**Task to carry out**
Reproduce the entire text below about South African rugby links with Argentina, word for word.

**Document extract**
——

We continued the Junior Bok tours to the Argentine through to the early 70's

My coach at Grey High was Giepie Wentzel who toured Argentine as a fly half. He told me about how every Argentinian rugby club has pictures of Van Heerden and Danie Craven on prominent display. Yes we have developed a nation far more than NZ has done for Japan. And BTW Sa players were playing and coaching in Japan long before the Kiwis arrived. Fourie du Preez and many others were playing there 15 years ago.


"Isaac Van Heerden's reputation as an innovative coach had spread to Argentina, and he was invited to Buenos Aires to help the Pumas prepare for their first visit to South Africa in 1965.[1][2] Despite Argentina faring badly in this tour,[2] it was the start of a long and happy relationship between Van Heerden and the Pumas. Izak van Heerden took leave from his teaching post in Durban, relocated to Argentina, learnt fluent Spanish, and would revolutionise Argentine play in the late 1960s, laying the way open for great players such as Hugo Porta.[1][2] Van Heerden virtually invented the "tight loose" form of play, an area in which the Argentines would come to excel, and which would become a hallmark of their playing style. The Pumas repaid the initial debt, by beating the Junior Springboks at Ellis Park, and emerged as one of the better modern rugby nations, thanks largely to the talents of this Durban schoolmaster.[1]"

——

**Study material**
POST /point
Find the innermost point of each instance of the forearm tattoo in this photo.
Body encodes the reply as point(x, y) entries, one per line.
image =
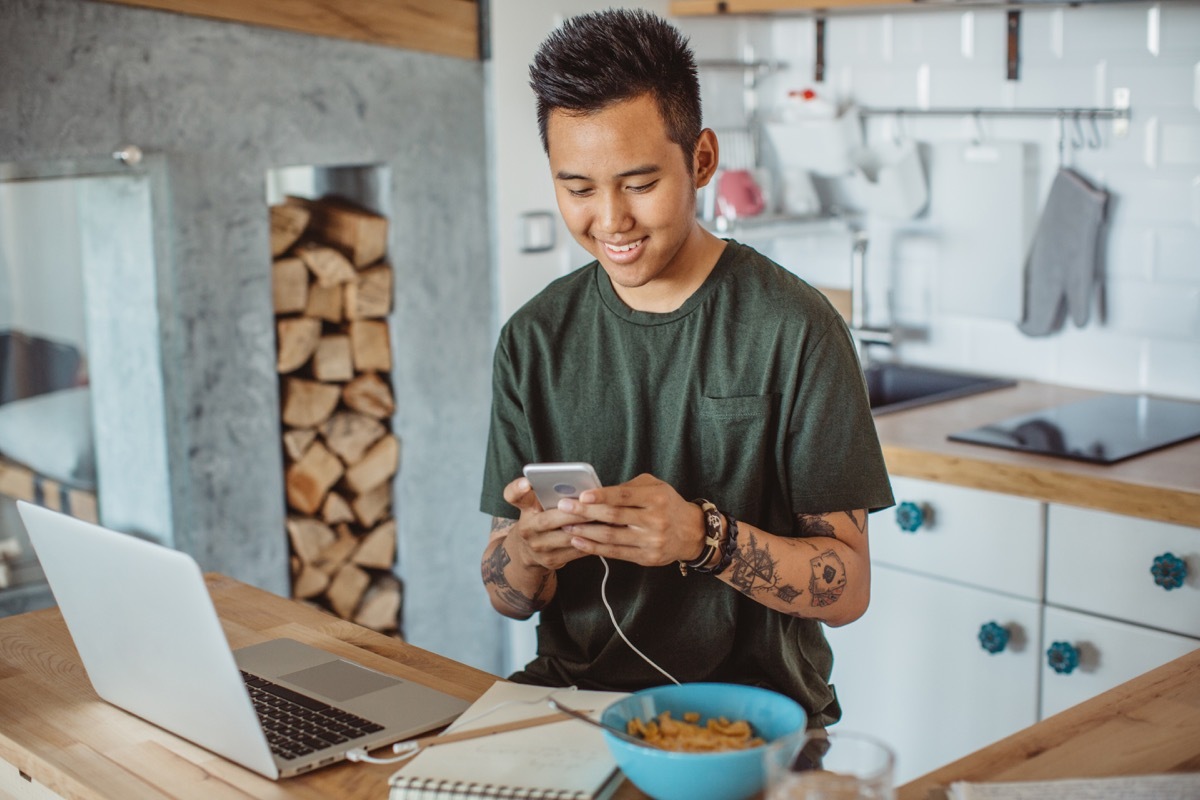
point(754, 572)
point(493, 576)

——

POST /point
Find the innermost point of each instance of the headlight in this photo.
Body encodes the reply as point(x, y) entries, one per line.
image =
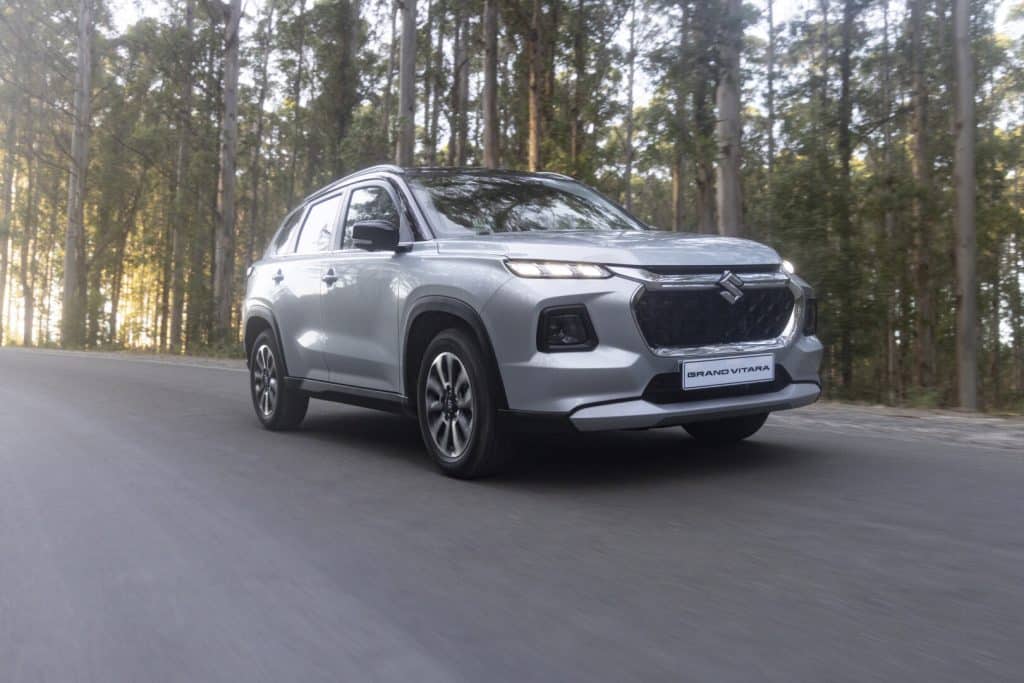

——

**Exercise answer**
We continued the Junior Bok tours to the Argentine through to the early 70's

My coach at Grey High was Giepie Wentzel who toured Argentine as a fly half. He told me about how every Argentinian rugby club has pictures of Van Heerden and Danie Craven on prominent display. Yes we have developed a nation far more than NZ has done for Japan. And BTW Sa players were playing and coaching in Japan long before the Kiwis arrived. Fourie du Preez and many others were playing there 15 years ago.


"Isaac Van Heerden's reputation as an innovative coach had spread to Argentina, and he was invited to Buenos Aires to help the Pumas prepare for their first visit to South Africa in 1965.[1][2] Despite Argentina faring badly in this tour,[2] it was the start of a long and happy relationship between Van Heerden and the Pumas. Izak van Heerden took leave from his teaching post in Durban, relocated to Argentina, learnt fluent Spanish, and would revolutionise Argentine play in the late 1960s, laying the way open for great players such as Hugo Porta.[1][2] Van Heerden virtually invented the "tight loose" form of play, an area in which the Argentines would come to excel, and which would become a hallmark of their playing style. The Pumas repaid the initial debt, by beating the Junior Springboks at Ellis Park, and emerged as one of the better modern rugby nations, thanks largely to the talents of this Durban schoolmaster.[1]"